#### Extracted information

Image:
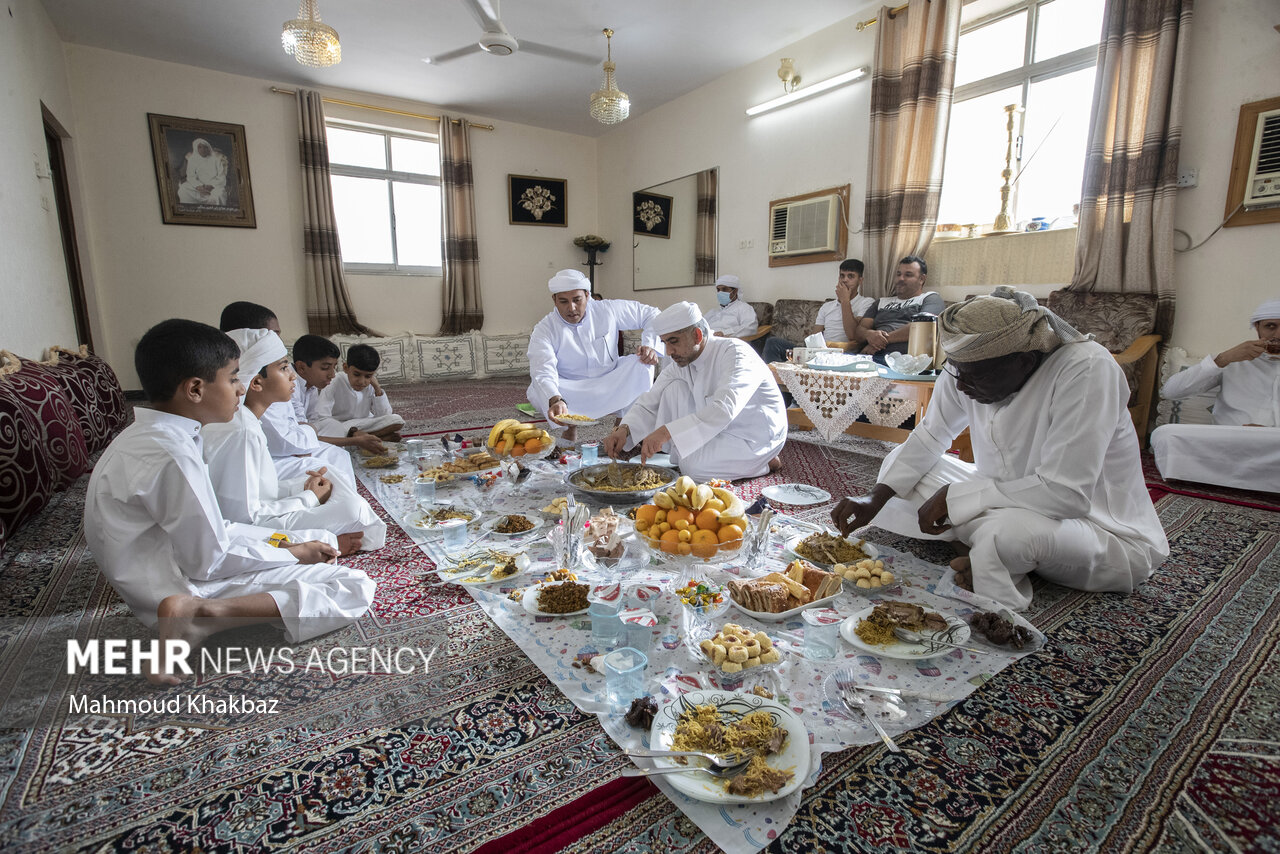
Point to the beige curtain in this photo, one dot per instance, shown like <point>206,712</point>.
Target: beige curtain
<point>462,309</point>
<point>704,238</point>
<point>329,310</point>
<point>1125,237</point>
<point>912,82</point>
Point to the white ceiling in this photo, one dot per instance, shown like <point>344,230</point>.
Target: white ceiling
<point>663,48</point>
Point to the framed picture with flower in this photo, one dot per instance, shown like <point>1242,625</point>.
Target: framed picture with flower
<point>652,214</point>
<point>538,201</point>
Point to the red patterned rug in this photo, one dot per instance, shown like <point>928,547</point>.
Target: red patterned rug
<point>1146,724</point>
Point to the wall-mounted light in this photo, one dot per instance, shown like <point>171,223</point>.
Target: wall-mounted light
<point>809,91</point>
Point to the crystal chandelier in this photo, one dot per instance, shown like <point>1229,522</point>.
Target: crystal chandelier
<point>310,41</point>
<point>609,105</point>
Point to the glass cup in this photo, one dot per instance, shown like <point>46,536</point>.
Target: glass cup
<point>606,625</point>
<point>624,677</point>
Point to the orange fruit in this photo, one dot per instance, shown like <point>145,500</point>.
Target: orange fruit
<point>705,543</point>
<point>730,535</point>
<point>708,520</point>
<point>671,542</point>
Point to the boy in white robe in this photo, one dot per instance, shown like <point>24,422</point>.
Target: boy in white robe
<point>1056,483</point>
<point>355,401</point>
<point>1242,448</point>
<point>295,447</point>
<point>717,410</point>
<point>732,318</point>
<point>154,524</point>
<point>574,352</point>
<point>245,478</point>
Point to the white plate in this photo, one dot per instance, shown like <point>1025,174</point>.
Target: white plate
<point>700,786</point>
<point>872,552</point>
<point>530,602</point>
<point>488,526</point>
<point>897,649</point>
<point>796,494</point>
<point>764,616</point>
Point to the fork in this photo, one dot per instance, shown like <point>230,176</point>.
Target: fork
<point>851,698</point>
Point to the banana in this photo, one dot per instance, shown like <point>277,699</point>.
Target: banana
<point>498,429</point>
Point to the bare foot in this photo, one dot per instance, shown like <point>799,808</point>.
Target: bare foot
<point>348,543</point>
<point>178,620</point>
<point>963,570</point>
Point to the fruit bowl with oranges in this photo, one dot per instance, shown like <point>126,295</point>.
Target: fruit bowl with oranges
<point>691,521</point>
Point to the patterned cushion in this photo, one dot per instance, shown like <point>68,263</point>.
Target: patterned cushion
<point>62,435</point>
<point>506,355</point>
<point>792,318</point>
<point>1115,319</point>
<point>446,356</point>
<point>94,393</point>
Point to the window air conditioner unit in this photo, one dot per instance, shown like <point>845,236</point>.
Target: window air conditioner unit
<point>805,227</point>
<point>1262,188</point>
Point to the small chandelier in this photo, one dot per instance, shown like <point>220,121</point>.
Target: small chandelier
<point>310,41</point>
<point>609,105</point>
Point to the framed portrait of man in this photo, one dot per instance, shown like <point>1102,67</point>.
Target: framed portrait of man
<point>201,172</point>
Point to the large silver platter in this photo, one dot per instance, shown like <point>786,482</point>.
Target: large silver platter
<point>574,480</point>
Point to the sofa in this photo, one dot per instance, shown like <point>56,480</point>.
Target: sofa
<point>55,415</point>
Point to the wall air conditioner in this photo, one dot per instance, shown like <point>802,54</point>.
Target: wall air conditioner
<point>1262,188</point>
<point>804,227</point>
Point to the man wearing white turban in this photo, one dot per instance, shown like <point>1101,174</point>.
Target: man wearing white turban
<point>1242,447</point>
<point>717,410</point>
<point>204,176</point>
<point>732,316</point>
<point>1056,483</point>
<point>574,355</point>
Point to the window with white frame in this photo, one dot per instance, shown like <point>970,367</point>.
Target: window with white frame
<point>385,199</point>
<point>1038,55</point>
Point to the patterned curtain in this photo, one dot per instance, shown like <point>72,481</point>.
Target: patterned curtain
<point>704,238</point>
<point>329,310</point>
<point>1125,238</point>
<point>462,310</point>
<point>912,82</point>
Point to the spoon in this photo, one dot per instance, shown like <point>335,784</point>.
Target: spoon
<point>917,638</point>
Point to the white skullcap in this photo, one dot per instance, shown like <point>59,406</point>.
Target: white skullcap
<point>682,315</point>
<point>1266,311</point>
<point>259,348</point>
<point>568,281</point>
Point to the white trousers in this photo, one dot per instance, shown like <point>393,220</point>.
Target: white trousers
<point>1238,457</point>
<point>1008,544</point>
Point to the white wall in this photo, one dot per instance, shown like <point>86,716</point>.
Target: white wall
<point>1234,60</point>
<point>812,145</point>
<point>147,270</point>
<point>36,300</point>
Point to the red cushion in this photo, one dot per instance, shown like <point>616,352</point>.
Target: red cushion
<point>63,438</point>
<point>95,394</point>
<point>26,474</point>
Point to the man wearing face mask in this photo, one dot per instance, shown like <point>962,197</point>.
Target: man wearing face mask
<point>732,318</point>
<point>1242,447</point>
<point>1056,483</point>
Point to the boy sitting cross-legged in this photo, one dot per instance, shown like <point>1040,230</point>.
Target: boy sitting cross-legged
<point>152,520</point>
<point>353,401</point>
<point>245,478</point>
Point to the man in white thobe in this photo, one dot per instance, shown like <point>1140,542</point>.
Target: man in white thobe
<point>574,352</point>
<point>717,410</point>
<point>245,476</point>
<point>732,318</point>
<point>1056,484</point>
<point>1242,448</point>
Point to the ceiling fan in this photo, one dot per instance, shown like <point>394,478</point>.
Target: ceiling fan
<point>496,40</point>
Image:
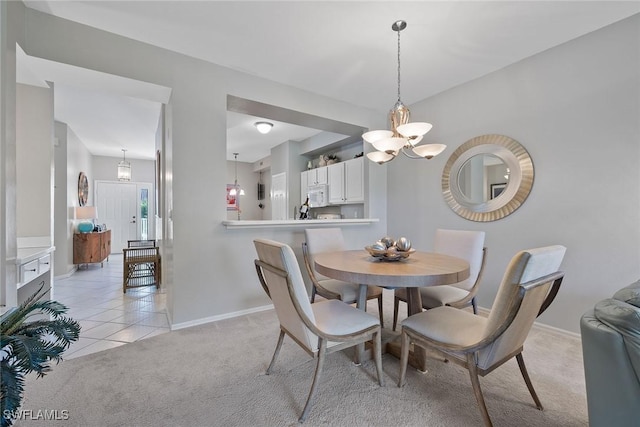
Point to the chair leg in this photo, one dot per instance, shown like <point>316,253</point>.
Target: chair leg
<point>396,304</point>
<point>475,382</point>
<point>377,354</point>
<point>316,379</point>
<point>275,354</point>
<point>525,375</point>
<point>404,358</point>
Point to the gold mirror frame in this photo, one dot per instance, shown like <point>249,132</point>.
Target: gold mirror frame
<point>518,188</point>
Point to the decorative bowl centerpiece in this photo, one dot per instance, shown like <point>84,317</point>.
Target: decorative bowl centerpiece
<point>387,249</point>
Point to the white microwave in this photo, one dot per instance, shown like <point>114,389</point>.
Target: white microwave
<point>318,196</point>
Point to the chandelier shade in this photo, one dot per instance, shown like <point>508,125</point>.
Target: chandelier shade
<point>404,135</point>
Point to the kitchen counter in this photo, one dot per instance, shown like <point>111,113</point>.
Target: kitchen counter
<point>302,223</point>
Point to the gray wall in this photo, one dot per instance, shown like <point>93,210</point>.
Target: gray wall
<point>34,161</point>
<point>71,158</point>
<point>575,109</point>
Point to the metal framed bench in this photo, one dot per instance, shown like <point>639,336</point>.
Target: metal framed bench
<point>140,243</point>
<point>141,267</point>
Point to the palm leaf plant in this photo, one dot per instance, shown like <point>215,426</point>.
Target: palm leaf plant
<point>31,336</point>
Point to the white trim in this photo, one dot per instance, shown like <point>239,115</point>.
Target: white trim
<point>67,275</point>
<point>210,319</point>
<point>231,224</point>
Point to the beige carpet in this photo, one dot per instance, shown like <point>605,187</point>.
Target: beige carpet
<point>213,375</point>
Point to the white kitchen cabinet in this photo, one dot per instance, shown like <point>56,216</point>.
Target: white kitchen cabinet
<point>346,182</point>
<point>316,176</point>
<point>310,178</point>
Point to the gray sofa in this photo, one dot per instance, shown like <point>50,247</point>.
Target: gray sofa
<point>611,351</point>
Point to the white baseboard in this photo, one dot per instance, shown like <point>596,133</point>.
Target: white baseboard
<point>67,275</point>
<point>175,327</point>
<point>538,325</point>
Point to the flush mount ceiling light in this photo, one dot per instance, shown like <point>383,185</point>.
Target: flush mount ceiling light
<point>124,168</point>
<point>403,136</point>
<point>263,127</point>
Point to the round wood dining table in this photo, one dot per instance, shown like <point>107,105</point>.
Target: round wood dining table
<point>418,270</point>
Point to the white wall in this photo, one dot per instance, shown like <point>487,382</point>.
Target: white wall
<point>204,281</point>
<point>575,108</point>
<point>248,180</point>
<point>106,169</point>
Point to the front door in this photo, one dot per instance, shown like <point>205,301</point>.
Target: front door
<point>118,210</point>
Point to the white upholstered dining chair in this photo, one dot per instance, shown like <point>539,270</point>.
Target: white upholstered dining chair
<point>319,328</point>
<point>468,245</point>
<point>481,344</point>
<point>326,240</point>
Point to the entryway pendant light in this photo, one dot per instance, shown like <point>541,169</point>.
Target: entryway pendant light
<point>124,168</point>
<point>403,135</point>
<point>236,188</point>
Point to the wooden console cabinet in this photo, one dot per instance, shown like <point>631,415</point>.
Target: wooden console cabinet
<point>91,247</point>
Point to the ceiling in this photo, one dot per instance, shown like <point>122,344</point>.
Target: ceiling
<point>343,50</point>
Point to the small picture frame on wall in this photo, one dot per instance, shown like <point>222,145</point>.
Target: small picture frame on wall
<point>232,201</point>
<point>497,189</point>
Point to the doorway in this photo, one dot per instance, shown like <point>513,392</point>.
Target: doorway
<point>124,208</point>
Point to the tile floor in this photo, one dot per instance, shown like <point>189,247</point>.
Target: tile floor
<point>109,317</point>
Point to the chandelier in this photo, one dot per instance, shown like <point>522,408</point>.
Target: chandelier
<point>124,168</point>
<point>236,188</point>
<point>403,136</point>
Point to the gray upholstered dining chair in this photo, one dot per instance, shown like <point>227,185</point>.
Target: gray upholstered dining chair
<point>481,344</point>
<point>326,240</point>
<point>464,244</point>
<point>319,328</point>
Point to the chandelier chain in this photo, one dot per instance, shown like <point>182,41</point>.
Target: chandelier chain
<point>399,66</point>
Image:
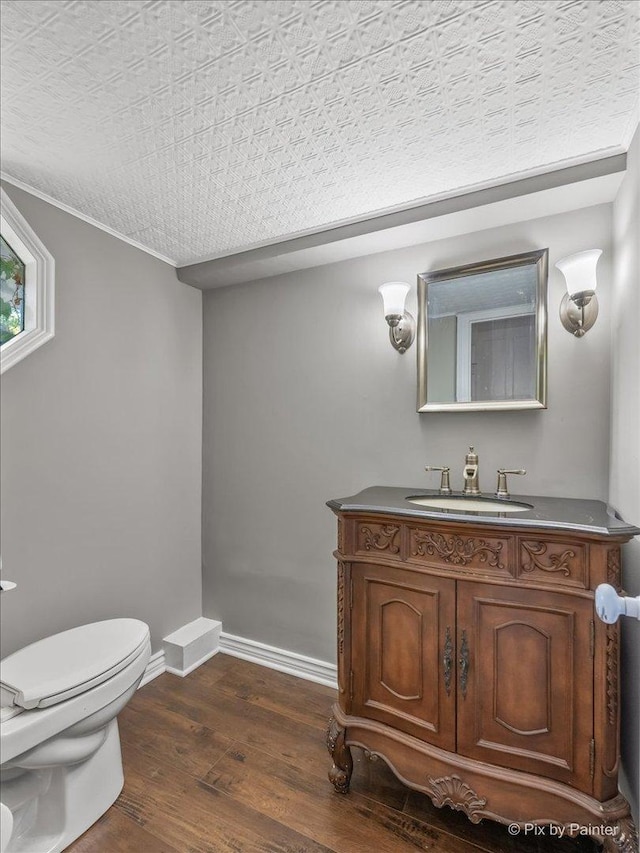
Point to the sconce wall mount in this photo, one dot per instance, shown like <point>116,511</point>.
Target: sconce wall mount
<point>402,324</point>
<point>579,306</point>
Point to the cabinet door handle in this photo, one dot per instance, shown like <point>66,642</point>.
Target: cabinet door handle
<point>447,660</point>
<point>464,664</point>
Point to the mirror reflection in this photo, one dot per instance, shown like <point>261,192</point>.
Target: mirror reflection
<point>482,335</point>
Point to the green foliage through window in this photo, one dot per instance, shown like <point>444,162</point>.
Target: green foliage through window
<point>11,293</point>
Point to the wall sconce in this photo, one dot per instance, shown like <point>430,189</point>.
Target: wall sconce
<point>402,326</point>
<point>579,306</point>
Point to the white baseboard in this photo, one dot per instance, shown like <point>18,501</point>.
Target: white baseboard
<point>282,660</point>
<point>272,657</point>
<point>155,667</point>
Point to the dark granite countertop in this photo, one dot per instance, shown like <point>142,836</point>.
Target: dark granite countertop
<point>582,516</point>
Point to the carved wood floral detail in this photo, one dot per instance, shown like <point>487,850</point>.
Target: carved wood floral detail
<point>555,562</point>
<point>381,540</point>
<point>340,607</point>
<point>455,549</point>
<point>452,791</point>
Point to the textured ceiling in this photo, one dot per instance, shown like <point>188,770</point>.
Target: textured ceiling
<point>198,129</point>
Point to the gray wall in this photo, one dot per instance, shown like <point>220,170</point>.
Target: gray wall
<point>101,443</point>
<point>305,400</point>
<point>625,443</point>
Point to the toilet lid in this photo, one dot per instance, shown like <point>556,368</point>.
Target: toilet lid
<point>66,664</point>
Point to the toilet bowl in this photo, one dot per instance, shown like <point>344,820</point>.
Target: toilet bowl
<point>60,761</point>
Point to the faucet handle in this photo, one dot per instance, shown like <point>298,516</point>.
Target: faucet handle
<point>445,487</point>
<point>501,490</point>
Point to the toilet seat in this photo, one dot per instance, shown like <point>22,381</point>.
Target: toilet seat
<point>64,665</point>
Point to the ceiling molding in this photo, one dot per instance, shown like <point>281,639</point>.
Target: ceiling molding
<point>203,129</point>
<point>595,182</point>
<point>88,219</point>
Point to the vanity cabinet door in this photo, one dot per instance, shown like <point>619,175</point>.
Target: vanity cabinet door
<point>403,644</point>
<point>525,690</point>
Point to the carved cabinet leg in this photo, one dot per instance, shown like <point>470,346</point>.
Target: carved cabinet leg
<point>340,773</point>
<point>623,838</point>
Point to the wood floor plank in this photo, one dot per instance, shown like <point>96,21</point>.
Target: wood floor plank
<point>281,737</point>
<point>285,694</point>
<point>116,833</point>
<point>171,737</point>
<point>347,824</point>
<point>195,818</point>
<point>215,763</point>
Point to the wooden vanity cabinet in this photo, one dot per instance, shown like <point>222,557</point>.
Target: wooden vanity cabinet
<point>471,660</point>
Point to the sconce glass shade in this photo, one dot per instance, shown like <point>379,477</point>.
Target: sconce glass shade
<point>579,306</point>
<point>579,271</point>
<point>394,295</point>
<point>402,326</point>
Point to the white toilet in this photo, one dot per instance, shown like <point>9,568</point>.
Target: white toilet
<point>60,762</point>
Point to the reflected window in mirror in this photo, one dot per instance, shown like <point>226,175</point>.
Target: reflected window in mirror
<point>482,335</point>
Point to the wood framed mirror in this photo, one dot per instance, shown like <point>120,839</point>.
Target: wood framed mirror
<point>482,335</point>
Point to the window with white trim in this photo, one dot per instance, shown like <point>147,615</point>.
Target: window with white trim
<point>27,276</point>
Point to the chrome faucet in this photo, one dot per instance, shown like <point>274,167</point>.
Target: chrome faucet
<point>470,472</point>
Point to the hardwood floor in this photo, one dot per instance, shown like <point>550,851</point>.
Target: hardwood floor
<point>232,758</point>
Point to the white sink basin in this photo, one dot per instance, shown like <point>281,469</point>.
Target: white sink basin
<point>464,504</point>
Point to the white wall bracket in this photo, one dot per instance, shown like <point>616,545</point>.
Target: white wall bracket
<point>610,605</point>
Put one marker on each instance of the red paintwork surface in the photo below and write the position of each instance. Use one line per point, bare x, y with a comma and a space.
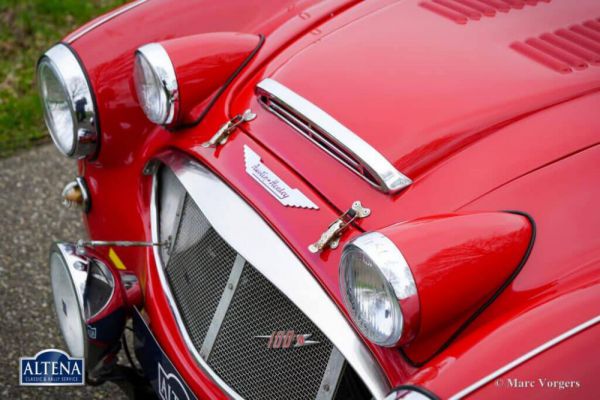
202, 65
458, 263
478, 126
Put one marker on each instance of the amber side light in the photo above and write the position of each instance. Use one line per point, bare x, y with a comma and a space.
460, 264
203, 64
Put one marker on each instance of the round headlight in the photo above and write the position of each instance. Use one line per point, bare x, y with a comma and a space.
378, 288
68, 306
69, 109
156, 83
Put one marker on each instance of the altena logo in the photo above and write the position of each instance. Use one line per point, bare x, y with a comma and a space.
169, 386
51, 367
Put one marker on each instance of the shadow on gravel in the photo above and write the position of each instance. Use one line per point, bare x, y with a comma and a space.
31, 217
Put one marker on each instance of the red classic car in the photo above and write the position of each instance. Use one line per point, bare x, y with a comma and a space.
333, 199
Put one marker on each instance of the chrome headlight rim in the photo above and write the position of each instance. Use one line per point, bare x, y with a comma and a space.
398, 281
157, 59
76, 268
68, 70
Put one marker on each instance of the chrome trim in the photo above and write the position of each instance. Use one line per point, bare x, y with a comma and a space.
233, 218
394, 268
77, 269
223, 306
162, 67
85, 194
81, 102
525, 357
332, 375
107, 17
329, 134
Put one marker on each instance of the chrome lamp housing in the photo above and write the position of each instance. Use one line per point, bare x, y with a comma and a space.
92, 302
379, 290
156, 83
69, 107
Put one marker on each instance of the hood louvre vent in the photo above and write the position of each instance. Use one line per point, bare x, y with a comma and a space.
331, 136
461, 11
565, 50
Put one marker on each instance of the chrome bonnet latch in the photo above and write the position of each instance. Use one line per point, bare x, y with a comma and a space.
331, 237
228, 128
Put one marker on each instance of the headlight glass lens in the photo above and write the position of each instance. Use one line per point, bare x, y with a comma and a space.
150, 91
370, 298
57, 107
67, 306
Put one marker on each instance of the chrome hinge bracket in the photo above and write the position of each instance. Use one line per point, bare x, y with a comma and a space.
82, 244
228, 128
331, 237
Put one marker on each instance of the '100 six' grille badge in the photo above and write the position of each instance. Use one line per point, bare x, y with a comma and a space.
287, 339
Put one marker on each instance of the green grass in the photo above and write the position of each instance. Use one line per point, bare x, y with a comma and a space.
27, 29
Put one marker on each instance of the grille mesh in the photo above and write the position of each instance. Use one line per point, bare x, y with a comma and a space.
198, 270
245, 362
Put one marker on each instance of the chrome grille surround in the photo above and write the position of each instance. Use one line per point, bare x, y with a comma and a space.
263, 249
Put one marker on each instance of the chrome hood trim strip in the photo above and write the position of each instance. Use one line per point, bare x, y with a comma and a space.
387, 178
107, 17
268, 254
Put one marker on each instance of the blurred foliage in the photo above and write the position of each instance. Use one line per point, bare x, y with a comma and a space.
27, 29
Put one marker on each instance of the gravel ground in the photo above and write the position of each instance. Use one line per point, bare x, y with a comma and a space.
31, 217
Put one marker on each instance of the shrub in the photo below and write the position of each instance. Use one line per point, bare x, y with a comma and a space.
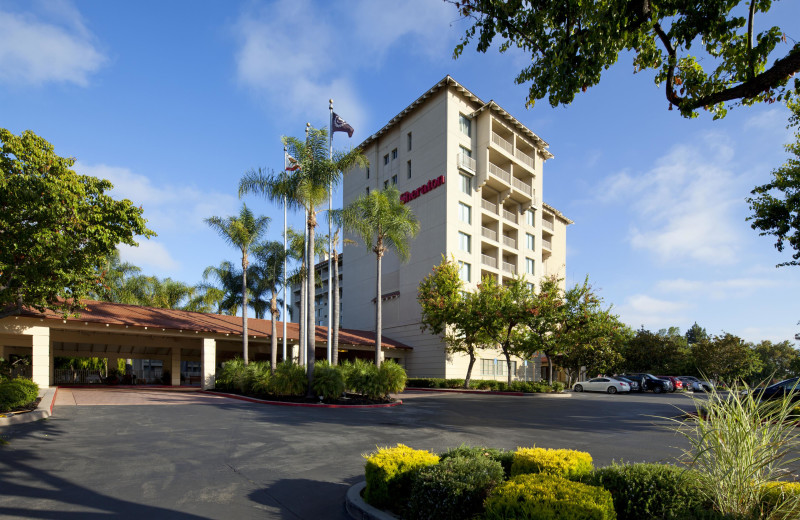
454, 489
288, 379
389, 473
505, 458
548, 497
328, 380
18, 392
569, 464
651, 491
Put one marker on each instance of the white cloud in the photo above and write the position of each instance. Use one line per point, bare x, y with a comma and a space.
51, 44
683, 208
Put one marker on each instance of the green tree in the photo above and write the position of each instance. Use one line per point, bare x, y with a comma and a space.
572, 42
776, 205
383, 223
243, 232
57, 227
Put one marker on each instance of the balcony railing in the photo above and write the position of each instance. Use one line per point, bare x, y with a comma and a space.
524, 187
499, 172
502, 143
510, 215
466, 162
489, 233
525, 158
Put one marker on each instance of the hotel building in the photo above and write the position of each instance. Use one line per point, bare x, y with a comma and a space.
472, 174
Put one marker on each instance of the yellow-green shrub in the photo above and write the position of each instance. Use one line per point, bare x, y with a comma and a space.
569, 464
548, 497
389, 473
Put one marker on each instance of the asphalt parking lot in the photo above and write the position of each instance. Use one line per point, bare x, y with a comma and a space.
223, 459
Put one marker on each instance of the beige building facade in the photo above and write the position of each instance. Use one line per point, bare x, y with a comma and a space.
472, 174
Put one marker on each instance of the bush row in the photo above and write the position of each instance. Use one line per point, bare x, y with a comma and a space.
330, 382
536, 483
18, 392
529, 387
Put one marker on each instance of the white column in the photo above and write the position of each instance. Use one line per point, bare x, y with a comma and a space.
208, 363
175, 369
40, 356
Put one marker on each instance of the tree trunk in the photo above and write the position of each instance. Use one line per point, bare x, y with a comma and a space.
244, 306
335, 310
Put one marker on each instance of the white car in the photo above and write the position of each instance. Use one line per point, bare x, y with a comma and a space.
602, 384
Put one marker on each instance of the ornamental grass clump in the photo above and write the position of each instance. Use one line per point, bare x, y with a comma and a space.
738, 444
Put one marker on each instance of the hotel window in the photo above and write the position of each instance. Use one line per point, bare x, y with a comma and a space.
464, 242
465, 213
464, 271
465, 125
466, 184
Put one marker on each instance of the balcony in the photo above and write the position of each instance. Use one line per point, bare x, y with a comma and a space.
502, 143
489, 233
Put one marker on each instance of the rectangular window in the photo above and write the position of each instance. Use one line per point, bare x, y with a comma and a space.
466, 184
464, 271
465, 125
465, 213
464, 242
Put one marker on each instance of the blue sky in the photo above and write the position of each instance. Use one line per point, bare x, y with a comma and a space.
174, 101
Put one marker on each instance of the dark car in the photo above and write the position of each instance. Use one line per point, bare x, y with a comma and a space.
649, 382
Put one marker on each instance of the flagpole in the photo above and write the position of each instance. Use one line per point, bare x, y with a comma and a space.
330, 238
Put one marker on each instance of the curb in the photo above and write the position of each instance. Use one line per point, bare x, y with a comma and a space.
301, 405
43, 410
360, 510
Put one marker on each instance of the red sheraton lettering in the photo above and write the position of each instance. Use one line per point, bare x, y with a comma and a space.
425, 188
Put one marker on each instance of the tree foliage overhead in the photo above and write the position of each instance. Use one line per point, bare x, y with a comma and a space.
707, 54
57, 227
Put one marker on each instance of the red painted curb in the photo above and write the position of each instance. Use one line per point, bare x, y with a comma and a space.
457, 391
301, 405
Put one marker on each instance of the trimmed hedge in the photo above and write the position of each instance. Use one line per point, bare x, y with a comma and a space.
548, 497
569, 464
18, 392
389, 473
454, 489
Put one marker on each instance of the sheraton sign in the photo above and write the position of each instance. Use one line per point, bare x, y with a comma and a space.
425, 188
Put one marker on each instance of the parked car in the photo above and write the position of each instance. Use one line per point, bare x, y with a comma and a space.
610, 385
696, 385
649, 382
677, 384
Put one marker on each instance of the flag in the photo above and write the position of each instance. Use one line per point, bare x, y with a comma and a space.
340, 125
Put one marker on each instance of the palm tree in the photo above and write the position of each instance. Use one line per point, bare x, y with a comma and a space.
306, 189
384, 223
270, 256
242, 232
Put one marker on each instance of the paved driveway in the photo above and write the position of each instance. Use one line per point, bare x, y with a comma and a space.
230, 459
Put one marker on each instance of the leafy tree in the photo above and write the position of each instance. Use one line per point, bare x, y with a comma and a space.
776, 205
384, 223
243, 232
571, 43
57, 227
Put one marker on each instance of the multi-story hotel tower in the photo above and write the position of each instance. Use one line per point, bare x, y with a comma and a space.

########

**What you are asked to do:**
Please quote everything in the records above from the line containing "Point to the toilet seat" down to the line containing "<point>471,660</point>", including both of those lines.

**Solution to this exercise:**
Point to the toilet seat in this photo, one dot per instance, shown like <point>22,381</point>.
Target: toilet seat
<point>64,665</point>
Point to the ceiling molding in this photo, one dot per instance, shown like <point>281,639</point>.
Target: ceiling molding
<point>203,129</point>
<point>595,182</point>
<point>88,219</point>
Point to the vanity cabinet door in this photo, one dot per instance, shown like <point>619,175</point>.
Target: vanity cabinet door
<point>403,644</point>
<point>525,690</point>
Point to the carved cabinet leg in this photo, one dot per instance, shown like <point>470,346</point>.
Target: carved cabinet leg
<point>340,773</point>
<point>623,838</point>
Point to the wood floor plank in this photo, one dot per instance, shown like <point>96,21</point>.
Target: wood floor plank
<point>281,737</point>
<point>285,694</point>
<point>116,833</point>
<point>171,737</point>
<point>347,824</point>
<point>195,818</point>
<point>215,763</point>
Point to the wooden vanity cabinet in this photo, one dot per instance, shown like <point>222,557</point>.
Target: wooden vanity cabinet
<point>471,660</point>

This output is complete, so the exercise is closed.